--- Les consignes ---
1 > D'après le texte sur l'histoire de l'homosexualité, de quand date le terme « homosexuel » ?
2 > Résumez en deux phrases le texte sur l'histoire de l'homosexualité.
3 > Écrivez la suite du texte sur l'histoire de l'homosexualité, après la citation de Catulle.

--- Le texte ---

################

Le terme « homosexuel » est assez récent et date de la fin du 19ème siècle [3]. De nos jours, l’habitude que nous avons prise de l’employer nous incite à trouver naturelle la distinction des personnes en deux groupes, en fonction de leur sexualité : celles qui ont des rapports avec des personnes du même sexe, et celles qui en ont avec des personnes de l’autre sexe. Ainsi, l’on dira « Regarde, c’est Fabien qui arrive, tu sais ce jeune homosexuel dont je t’avais parlé hier… ».
Cette distinction, pour ne pas dire ségrégation, est profondément injuste, car l’on ne peut et ne doit en aucun cas résumer une personne à ses attirances sentimentales et sexuelles.
Dans l’Antiquité
Cette distinction était inconnue dans l’Antiquité où les individus étaient parfois spontanément bisexuels, avec des préférences individuelles plus ou moins prononcées. Et ils se différenciaient sur d’autres critères que la sexualité.
Il n’est pas question ici de faire l’apologie de l’homosexualité, mais de décrire ici d’une manière simple son histoire depuis l’antiquité jusqu’à nos jours.
L’histoire nous rapporte qu’Alexandre le Grand (356-323 av. J.-C. – Roi de Macédoine) eut pour compagnes des centaines de femmes, et seulement deux hommes, mais qu’il n’a été amoureux, passionnément et pour longtemps, que d’un seul de ces deux hommes. Cicéron (106 – 43 av. J.-C. – avocat, homme politique et orateur romain) avait une femme, mais lui préférait les charmes de son jeune esclave, qui était son secrétaire favori ! Néron (37-68 ap. J.-C., empereur romain), fit châtrer l’un de ses esclaves avant de le prendre publiquement pour épouse.
Le poète romain Catulle (1er siècle av. J.-C.), épris du beau Juventius, écrivait : « Si sur tes yeux doux comme le miel, Juventius, l’on me laissait mettre sans relâche mes baisers, j’en mettrais jusqu’à trois cent mille sans me sentir jamais rassasié. »

################

--- Les données ---
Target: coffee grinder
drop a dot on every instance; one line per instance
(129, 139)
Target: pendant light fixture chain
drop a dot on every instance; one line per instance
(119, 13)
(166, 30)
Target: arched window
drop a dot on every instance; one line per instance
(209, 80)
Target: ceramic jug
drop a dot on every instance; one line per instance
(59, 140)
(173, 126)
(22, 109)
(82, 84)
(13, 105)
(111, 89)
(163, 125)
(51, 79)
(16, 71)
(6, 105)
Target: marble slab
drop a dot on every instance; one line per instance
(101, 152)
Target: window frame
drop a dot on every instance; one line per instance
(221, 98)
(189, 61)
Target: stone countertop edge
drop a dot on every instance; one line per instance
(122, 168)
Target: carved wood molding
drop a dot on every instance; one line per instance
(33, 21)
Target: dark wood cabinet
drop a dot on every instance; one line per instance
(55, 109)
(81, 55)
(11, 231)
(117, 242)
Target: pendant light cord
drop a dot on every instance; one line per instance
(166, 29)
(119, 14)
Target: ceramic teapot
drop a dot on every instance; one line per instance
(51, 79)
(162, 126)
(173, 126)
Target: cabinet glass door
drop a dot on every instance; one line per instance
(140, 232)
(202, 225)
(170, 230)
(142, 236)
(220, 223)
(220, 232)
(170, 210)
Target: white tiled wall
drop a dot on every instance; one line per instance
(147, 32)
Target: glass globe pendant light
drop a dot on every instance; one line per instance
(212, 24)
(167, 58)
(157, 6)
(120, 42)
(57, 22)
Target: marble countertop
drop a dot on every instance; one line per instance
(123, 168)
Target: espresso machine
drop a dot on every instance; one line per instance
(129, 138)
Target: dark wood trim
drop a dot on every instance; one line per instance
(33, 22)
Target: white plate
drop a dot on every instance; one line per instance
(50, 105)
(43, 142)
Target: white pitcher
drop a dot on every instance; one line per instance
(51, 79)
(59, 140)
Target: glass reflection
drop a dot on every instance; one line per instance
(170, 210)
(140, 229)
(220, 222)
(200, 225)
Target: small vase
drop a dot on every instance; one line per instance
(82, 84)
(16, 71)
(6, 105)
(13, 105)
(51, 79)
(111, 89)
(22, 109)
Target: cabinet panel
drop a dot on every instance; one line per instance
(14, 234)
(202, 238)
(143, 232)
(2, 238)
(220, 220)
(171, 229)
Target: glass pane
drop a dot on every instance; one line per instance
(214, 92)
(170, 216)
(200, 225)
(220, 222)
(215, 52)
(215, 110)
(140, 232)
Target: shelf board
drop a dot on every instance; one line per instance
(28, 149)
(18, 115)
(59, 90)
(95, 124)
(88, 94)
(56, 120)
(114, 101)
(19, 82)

################

--- Réponses attendues ---
1 > De la fin du XIXe siècle.

2 > Le terme « homosexuel », apparu à la fin du XIXe siècle, a rendu naturelle une distinction des personnes selon leur sexualité, que le texte juge profondément injuste. Cette distinction était inconnue dans l'Antiquité, où des figures comme Alexandre le Grand, Cicéron, Néron ou le poète Catulle ont aimé des hommes, certains tout en ayant des compagnes ou une épouse.

3 >
En Egypte, les pharaons disposaient d’un harem de beaux jeunes hommes. Au Japon, les samouraïs ne cachaient pas leurs relations homosexuelles.
Une erreur courante consiste dans le fait que la Grèce antique soit souvent assimilée au berceau et au paradis de l’homosexualité. D’ailleurs, les structures sociales et les lois en vigueur à Athènes réprouvaient ce que nous appelons aujourd’hui « l’homosexualité ». L’amour entre hommes était considéré comme avilissant et indigne. Entre adultes, les relations homosexuelles étaient inconcevables, et les efféminés (pathici) étaient l’objet de railleries et de mépris.
Par contre, ce qui était autorisé, et même encouragé, c’était la relation entre un homme mûr et un adolescent, ce que nous appelons de nos jours la « pédérastie », et qui est actuellement formellement condamnée avec raison par la loi. Erigé au rang d’institution, le rapport entre l’amant adulte – l’érastre, un homme qui ne dépassait jamais quarante ans -, et l’aimé mineur, – l’éromène, un jeune à peine pubère -, constituait pour ce dernier un rite de passage à l’âge viril. Même si les liaisons n’étaient parfois pas dénuées de passion, elles avaient surtout valeur éducative… : l’homme mûr prenait sous son aile un adolescent et le formait à la vie sociale et politique, tout en entretenant des rapports sexuels avec lui [4], sans que la notion de plaisir ne prenne le dessus sur les autres valeurs formatrices de la relation. Le mineur était pris en charge par le majeur dès ses 12 ans, jusqu’à l’apparition de la première barbe, vers l’âge de 18 ans.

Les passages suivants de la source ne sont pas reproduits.